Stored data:
============

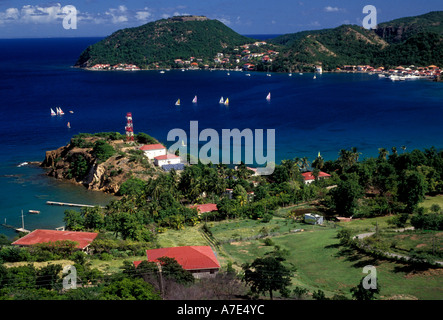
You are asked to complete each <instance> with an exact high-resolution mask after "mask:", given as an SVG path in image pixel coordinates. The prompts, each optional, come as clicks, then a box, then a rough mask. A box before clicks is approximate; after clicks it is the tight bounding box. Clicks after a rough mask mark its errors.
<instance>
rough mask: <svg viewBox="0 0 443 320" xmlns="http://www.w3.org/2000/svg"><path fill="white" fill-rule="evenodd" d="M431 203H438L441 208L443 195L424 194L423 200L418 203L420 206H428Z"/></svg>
mask: <svg viewBox="0 0 443 320" xmlns="http://www.w3.org/2000/svg"><path fill="white" fill-rule="evenodd" d="M433 204H438V205H439V206H440V207H441V208H442V209H443V195H437V196H434V197H430V196H426V198H425V201H423V202H422V203H420V207H424V208H430V207H431V206H432V205H433Z"/></svg>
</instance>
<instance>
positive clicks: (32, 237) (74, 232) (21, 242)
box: [12, 229, 98, 250]
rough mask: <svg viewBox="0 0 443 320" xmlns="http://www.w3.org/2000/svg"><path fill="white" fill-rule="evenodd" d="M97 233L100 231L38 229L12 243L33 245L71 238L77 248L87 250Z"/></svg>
mask: <svg viewBox="0 0 443 320" xmlns="http://www.w3.org/2000/svg"><path fill="white" fill-rule="evenodd" d="M97 235H98V233H96V232H80V231H58V230H44V229H36V230H34V231H32V232H31V233H28V234H27V235H26V236H24V237H22V238H20V239H18V240H17V241H15V242H13V243H12V244H13V245H17V246H32V245H34V244H39V243H49V242H56V241H64V240H70V241H74V242H77V249H81V250H86V249H87V248H88V246H89V245H90V244H91V242H92V241H93V240H94V239H95V238H96V237H97Z"/></svg>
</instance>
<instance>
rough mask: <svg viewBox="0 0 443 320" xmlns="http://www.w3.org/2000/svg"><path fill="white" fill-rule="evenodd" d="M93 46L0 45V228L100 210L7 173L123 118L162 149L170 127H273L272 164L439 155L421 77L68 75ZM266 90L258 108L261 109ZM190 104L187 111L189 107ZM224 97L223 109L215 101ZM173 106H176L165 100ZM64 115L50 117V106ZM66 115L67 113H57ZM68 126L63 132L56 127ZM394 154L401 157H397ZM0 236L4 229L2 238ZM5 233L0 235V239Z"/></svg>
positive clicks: (185, 72) (442, 109)
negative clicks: (73, 204)
mask: <svg viewBox="0 0 443 320" xmlns="http://www.w3.org/2000/svg"><path fill="white" fill-rule="evenodd" d="M98 40H100V39H99V38H71V39H9V40H0V101H1V102H0V105H1V107H0V137H1V139H0V150H1V152H0V204H1V207H0V222H1V223H3V222H4V219H5V218H6V219H7V221H8V224H13V225H17V226H20V224H21V210H22V209H23V210H24V211H25V212H27V210H29V209H35V210H39V209H41V211H42V213H41V214H40V215H32V216H31V215H26V217H25V227H28V228H31V229H32V228H55V227H59V226H60V225H62V224H63V221H62V219H63V212H64V210H65V209H66V208H63V207H50V206H47V205H45V202H46V201H47V200H54V201H64V202H78V203H88V204H94V203H97V204H106V203H108V202H109V201H111V200H112V199H113V197H112V196H109V195H104V194H102V193H100V192H91V191H87V190H86V189H85V188H83V187H81V186H76V185H73V184H70V183H65V182H60V181H56V180H54V179H53V178H49V177H47V176H45V175H44V171H43V170H42V169H41V168H38V167H33V166H21V167H17V165H19V164H20V163H22V162H25V161H42V160H43V159H44V156H45V151H47V150H53V149H56V148H58V147H60V146H62V145H65V144H67V143H68V142H69V139H70V138H71V137H72V135H74V134H77V133H80V132H100V131H119V132H121V133H124V127H125V123H126V119H125V115H126V113H127V112H132V115H133V123H134V131H135V132H136V133H137V132H146V133H148V134H150V135H151V136H153V137H155V138H157V139H159V140H160V141H161V142H163V143H165V144H166V145H170V144H171V142H168V141H167V134H168V132H169V131H170V130H172V129H174V128H180V129H183V130H185V131H186V132H188V131H189V125H190V121H198V125H199V129H200V131H201V130H203V129H206V128H212V129H215V130H216V131H217V132H219V133H220V134H221V130H222V129H234V128H238V129H240V130H243V129H246V128H249V129H252V130H255V129H264V130H268V129H275V137H276V145H275V156H276V160H277V163H279V162H280V161H281V160H282V159H288V158H294V157H304V156H306V157H308V158H309V160H310V161H312V160H313V159H314V158H315V157H316V156H317V154H318V152H321V154H322V156H323V157H324V158H325V159H336V158H337V156H338V152H339V150H340V149H349V148H351V147H357V148H358V150H359V151H360V152H362V156H361V158H364V157H369V156H377V154H378V148H381V147H383V148H387V149H388V150H390V148H391V147H393V146H395V147H397V149H398V150H401V149H400V148H401V146H403V145H404V146H406V147H407V150H412V149H414V148H419V149H424V148H429V147H431V146H435V147H437V148H441V147H442V145H443V143H442V133H443V130H442V127H441V119H442V116H443V85H442V84H441V83H435V82H431V81H426V80H414V81H401V82H398V81H397V82H391V81H388V80H384V79H379V78H378V76H377V75H369V74H346V73H344V74H335V73H333V74H331V73H324V74H322V75H319V76H317V79H315V80H314V79H313V75H312V74H309V73H304V74H303V75H300V74H298V73H293V75H292V77H289V76H288V74H277V73H273V74H272V76H271V77H268V76H266V74H265V73H254V72H252V73H251V76H250V77H247V76H245V73H244V72H230V75H228V74H227V72H226V71H185V72H181V71H180V70H171V71H167V72H165V73H163V74H161V73H159V72H158V71H137V72H100V71H86V70H80V69H77V68H72V65H73V64H74V63H75V61H76V59H77V57H78V56H79V55H80V53H81V52H82V51H83V50H84V49H85V48H86V47H87V46H88V45H89V44H92V43H95V42H97V41H98ZM268 92H271V95H272V99H271V101H270V102H267V101H266V100H265V97H266V95H267V94H268ZM195 95H197V96H198V103H197V104H192V102H191V101H192V99H193V97H194V96H195ZM221 96H223V97H224V98H227V97H228V98H229V100H230V104H229V106H224V105H220V104H219V103H218V101H219V99H220V97H221ZM178 98H180V99H181V106H180V107H176V106H175V105H174V103H175V101H176V100H177V99H178ZM56 106H59V107H61V108H62V109H63V110H64V112H65V115H64V116H62V117H51V116H50V114H49V110H50V108H55V107H56ZM70 110H72V111H73V112H74V113H72V114H71V113H69V111H70ZM68 121H69V122H70V124H71V128H70V129H69V128H67V126H66V124H67V122H68ZM400 152H401V151H400ZM3 231H4V232H3ZM11 232H12V233H13V231H9V230H6V229H1V230H0V233H8V234H9V235H11Z"/></svg>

============

Work instructions → Without including any picture, repeat the data exactly.

The completed task →
You are asked to complete each <instance> with an exact high-resolution mask after "mask:", given as an SVG path in image pixel coordinates. The prompts, each optional, come as clicks, then a box, then a rough mask. A box before clicks is approximate; after clicks it is the tight bounding box. Clicks after a rough mask mark its errors.
<instance>
rough mask: <svg viewBox="0 0 443 320" xmlns="http://www.w3.org/2000/svg"><path fill="white" fill-rule="evenodd" d="M431 203H438L441 208L443 195L424 194L423 200L418 203L420 206H428Z"/></svg>
mask: <svg viewBox="0 0 443 320" xmlns="http://www.w3.org/2000/svg"><path fill="white" fill-rule="evenodd" d="M433 204H438V205H439V206H440V207H441V208H442V209H443V195H437V196H434V197H430V196H426V198H425V201H423V202H422V203H420V207H424V208H430V207H431V206H432V205H433Z"/></svg>
</instance>
<instance>
positive clicks: (32, 237) (74, 232) (21, 242)
box: [12, 229, 98, 250]
rough mask: <svg viewBox="0 0 443 320" xmlns="http://www.w3.org/2000/svg"><path fill="white" fill-rule="evenodd" d="M97 233L100 231L38 229L12 243L33 245L71 238L77 248L87 250Z"/></svg>
mask: <svg viewBox="0 0 443 320" xmlns="http://www.w3.org/2000/svg"><path fill="white" fill-rule="evenodd" d="M97 235H98V233H96V232H80V231H58V230H44V229H36V230H34V231H32V232H31V233H28V234H27V235H26V236H24V237H22V238H20V239H18V240H17V241H15V242H13V243H12V244H13V245H17V246H32V245H34V244H39V243H49V242H56V241H64V240H70V241H74V242H77V249H81V250H86V249H87V248H88V246H89V245H90V244H91V242H92V241H93V240H94V239H95V238H96V237H97Z"/></svg>
</instance>
<instance>
rough mask: <svg viewBox="0 0 443 320" xmlns="http://www.w3.org/2000/svg"><path fill="white" fill-rule="evenodd" d="M93 46L0 45V228L100 210L7 173L123 118L162 149L170 127H273L272 164L439 155L421 77L68 75ZM266 90L258 108L261 109ZM190 104L187 111L189 107ZM224 97L223 109L215 101ZM173 106H176L165 100ZM64 115L50 117V106ZM66 115L67 113H57ZM68 126L63 132L56 127ZM394 154L401 157H397ZM0 236L4 229L2 238ZM5 233L0 235V239Z"/></svg>
positive clicks: (185, 72) (442, 109)
negative clicks: (73, 204)
mask: <svg viewBox="0 0 443 320" xmlns="http://www.w3.org/2000/svg"><path fill="white" fill-rule="evenodd" d="M98 40H100V39H99V38H71V39H9V40H0V101H1V102H0V105H1V107H0V137H1V139H0V150H1V152H0V204H1V207H0V222H1V223H3V222H4V219H5V218H6V219H7V221H8V224H13V225H17V226H20V224H21V210H22V209H23V210H24V211H25V212H27V210H29V209H35V210H39V209H41V211H42V213H41V214H40V215H32V216H31V215H26V217H25V227H28V228H31V229H32V228H55V227H59V226H60V225H62V224H63V221H62V219H63V212H64V210H65V209H66V208H63V207H50V206H47V205H45V202H46V201H47V200H54V201H64V202H78V203H88V204H94V203H97V204H106V203H108V202H109V201H111V200H112V199H113V197H112V196H109V195H104V194H102V193H100V192H91V191H87V190H86V189H85V188H83V187H81V186H76V185H73V184H70V183H65V182H60V181H56V180H54V179H53V178H49V177H47V176H45V175H44V171H43V170H42V169H41V168H38V167H33V166H21V167H17V165H19V164H20V163H22V162H25V161H42V160H43V159H44V156H45V151H47V150H53V149H56V148H58V147H60V146H62V145H65V144H67V143H68V142H69V139H70V138H71V137H72V135H74V134H77V133H80V132H100V131H119V132H121V133H124V127H125V123H126V119H125V115H126V113H127V112H132V115H133V123H134V131H135V132H136V133H137V132H146V133H148V134H150V135H151V136H153V137H155V138H157V139H159V140H160V141H161V142H163V143H165V144H166V145H170V144H171V142H168V141H167V134H168V132H169V131H170V130H172V129H174V128H180V129H183V130H185V131H186V132H188V131H189V125H190V121H198V125H199V129H200V131H201V130H203V129H206V128H212V129H215V130H216V131H217V132H219V133H220V134H221V130H222V129H234V128H238V129H240V130H243V129H246V128H249V129H252V130H255V129H264V130H268V129H275V137H276V145H275V156H276V160H277V163H279V162H280V161H281V160H282V159H288V158H294V157H304V156H306V157H308V158H309V160H310V161H312V160H313V159H314V158H315V157H316V156H317V154H318V152H321V154H322V156H323V157H324V158H325V159H336V158H337V156H338V152H339V150H340V149H349V148H351V147H357V148H358V150H359V151H360V152H362V156H361V158H364V157H369V156H377V154H378V148H381V147H383V148H387V149H388V150H390V148H391V147H393V146H395V147H397V149H398V150H401V149H400V148H401V146H403V145H404V146H406V147H407V150H412V149H414V148H419V149H424V148H429V147H431V146H435V147H437V148H441V147H442V145H443V143H442V133H443V130H442V127H441V119H442V116H443V85H442V84H441V83H435V82H431V81H426V80H414V81H401V82H398V81H397V82H391V81H388V80H384V79H379V78H378V76H377V75H369V74H346V73H344V74H335V73H333V74H331V73H324V74H322V75H319V76H317V79H315V80H314V79H313V75H312V74H309V73H304V74H303V75H300V74H298V73H293V75H292V77H289V76H288V74H277V73H273V74H272V76H271V77H268V76H266V74H265V73H254V72H252V73H251V76H250V77H247V76H245V73H244V72H230V75H228V74H227V72H226V71H185V72H181V71H180V70H171V71H167V72H165V73H163V74H161V73H159V72H158V71H137V72H100V71H86V70H80V69H77V68H72V65H73V64H74V63H75V61H76V59H77V57H78V56H79V55H80V53H81V52H82V51H83V50H84V49H85V48H86V47H87V46H88V45H89V44H92V43H95V42H97V41H98ZM268 92H271V95H272V99H271V101H270V102H267V101H266V100H265V97H266V95H267V94H268ZM195 95H197V96H198V103H197V104H192V102H191V101H192V99H193V97H194V96H195ZM221 96H223V97H224V98H227V97H228V98H229V100H230V104H229V106H224V105H220V104H219V103H218V101H219V99H220V97H221ZM178 98H180V99H181V106H180V107H176V106H175V105H174V103H175V101H176V100H177V99H178ZM56 106H59V107H61V108H62V109H63V110H64V112H65V115H64V116H62V117H51V116H50V114H49V110H50V108H55V107H56ZM70 110H72V111H73V112H74V113H72V114H71V113H69V111H70ZM68 121H69V122H70V124H71V128H70V129H69V128H67V126H66V124H67V122H68ZM400 152H401V151H400ZM3 231H4V232H3ZM11 232H12V233H13V231H9V230H6V229H1V230H0V233H8V234H9V235H11Z"/></svg>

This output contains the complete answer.